▸ **SOURCE DOCUMENT**
Director: Ramona S. Diaz. With Imelda Marcos, Christian Espiritu. (103 min.)

Sterritt *** Nonfiction portrait of the former first lady of the Philippines, from her youth as a beauty-pageant contestant to her adult life as a dictator's wife, a cockamamie philosopher, a collector of shoes galore, and a defendant in scads of lawsuits. She emerges as an energetic, narcissistic, and totally self-deluded woman. In English and Tagalog with subtitles.

Saints & Sinners (Not rated)

Director: Abigail Honor. With Edward DeBonis, Vincent Maniscalco, the Rev. Raymond Lefebvre. (80 min.)

Sterritt *** Documentary about the efforts of a profoundly religious gay couple to get married in the Roman Catholic church. The movie is sociologically rich, if not very memorable in the personalities it depicts.

Shrek 2 (PG)

▸ **SUPPLIED INFORMATION**
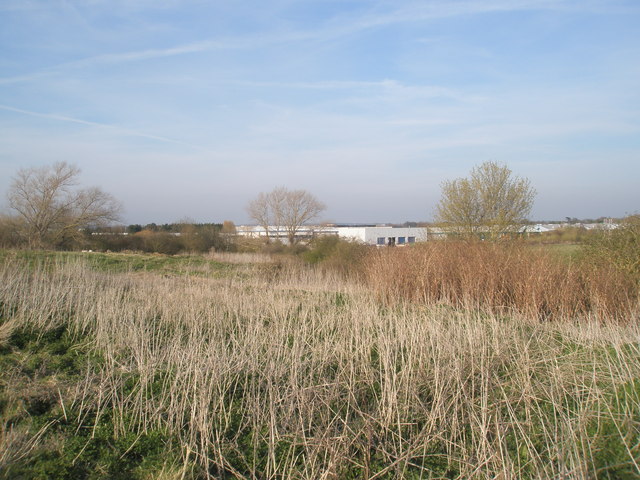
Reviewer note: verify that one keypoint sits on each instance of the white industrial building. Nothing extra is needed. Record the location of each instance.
(371, 235)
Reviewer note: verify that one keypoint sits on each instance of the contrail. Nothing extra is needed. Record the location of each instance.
(64, 118)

▸ **EXERCISE TASK A**
Print everything in the film reviews from "Director: Abigail Honor." down to "Shrek 2 (PG)".
▸ **EXERCISE TASK B**
According to the film reviews, who directed Saints & Sinners?
▸ **EXERCISE TASK C**
In the film reviews, how does the review limit its praise of the documentary about the gay couple who want to marry in the Roman Catholic church? Explain in one to three sentences.

▸ **WRITTEN RESPONSE A**
Director: Abigail Honor. With Edward DeBonis, Vincent Maniscalco, the Rev. Raymond Lefebvre. (80 min.)

Sterritt *** Documentary about the efforts of a profoundly religious gay couple to get married in the Roman Catholic church. The movie is sociologically rich, if not very memorable in the personalities it depicts.

Shrek 2 (PG)

▸ **WRITTEN RESPONSE B**
Abigail Honor directed it.

▸ **WRITTEN RESPONSE C**
The review calls the movie sociologically rich. It adds that the film is not very memorable in the personalities it depicts.